**PROVIDED TEXT:**
======

Autism as a diagnosis is not evidence-based
In the last 40 years or so, a huge autism industry has emerged with billions of dollars spent on research projects, countless new testing and therapy methods, institutes, experts, job offers, books, courses, - but without in any way clearly defining what exactly it is. Nowhere is there an answer to the obvious question of what evidence base would permit the conclusion that autism would constitute a natural category, clearly distinguishable from other natural categories, whether disorder or difference. This is because the assumption on which it is based has no foundation and is not evidence-based: that is the only thing about autism that is truly evidence-based. Science as a belief system, not as an evidence-based assessment system.
In fact, however, professional constructs (such as the diagnoses used by psychiatrists, psychologists, and others) do not reflect advances in "scientific" knowledge, but rather very influential cultural and political beliefs and pathologizing practices that, in their impersonal formality, often have negative, unintended consequences for the people involved.
Possibly the term "autism" itself is the main problem for the repeated failure to figure out what autism actually "is" (on a biological and/or psychological level) and how it can best be treated.
Is autism what autism tests measure?
Many parents today worry from an early age (often even before the birth of their child) that their child might 'have' or 'get' autism, and anxiously watch out for any what they believe to be autistic symptoms. And thus the actual child, and what it needs from its parents and caregivers for its emotional-mental development, often recedes into the background to the point of emotional invisibility. This often confirms the parents' fears, and they set out to seek help, and to have their fears allayed. Or to get an autism diagnosis.

======

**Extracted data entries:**
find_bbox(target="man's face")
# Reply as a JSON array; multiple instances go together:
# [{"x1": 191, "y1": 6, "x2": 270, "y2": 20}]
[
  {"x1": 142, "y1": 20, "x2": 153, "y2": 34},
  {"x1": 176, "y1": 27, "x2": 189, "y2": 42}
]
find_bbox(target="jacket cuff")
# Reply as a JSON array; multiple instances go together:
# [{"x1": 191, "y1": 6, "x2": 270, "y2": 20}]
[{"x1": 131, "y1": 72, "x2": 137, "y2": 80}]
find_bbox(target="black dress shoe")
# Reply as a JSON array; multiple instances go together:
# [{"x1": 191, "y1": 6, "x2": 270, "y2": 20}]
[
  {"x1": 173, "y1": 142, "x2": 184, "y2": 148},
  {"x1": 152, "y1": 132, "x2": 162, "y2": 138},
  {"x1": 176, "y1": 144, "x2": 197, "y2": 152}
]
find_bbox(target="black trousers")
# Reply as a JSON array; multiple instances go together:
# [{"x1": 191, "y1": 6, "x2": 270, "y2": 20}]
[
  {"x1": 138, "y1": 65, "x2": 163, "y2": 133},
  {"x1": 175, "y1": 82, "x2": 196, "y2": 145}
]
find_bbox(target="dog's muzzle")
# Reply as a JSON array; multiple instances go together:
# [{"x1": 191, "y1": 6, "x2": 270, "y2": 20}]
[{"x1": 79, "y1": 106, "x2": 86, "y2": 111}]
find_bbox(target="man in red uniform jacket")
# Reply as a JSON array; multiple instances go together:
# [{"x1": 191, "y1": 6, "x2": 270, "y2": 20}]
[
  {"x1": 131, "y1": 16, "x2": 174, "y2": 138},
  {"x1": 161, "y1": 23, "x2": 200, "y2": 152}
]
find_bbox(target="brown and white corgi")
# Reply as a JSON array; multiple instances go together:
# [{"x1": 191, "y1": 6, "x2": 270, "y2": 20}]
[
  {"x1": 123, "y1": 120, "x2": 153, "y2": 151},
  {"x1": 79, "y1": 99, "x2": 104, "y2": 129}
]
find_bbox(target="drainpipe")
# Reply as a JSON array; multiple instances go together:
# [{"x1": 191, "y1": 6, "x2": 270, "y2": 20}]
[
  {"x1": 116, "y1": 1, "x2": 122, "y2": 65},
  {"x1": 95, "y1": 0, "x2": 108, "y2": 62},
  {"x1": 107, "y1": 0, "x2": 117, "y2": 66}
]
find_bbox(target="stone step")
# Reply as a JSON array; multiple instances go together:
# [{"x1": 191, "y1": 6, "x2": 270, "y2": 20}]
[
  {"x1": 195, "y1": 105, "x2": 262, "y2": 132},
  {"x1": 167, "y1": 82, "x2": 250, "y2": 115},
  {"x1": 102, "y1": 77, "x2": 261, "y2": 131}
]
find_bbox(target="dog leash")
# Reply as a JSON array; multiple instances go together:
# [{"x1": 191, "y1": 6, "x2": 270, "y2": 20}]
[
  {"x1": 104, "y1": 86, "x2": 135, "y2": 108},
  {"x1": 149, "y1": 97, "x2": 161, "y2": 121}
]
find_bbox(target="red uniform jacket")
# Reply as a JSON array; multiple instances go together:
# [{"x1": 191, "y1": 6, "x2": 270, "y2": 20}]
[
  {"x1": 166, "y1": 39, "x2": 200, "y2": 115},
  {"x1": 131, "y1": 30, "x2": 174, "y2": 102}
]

======

**ASSIGNED TASK:** Reproduce the passage of the autism text between "Possibly the term" and "autism tests measure?", inclusive.

**FINISHED EXERCISE:**
Possibly the term "autism" itself is the main problem for the repeated failure to figure out what autism actually "is" (on a biological and/or psychological level) and how it can best be treated.
Is autism what autism tests measure?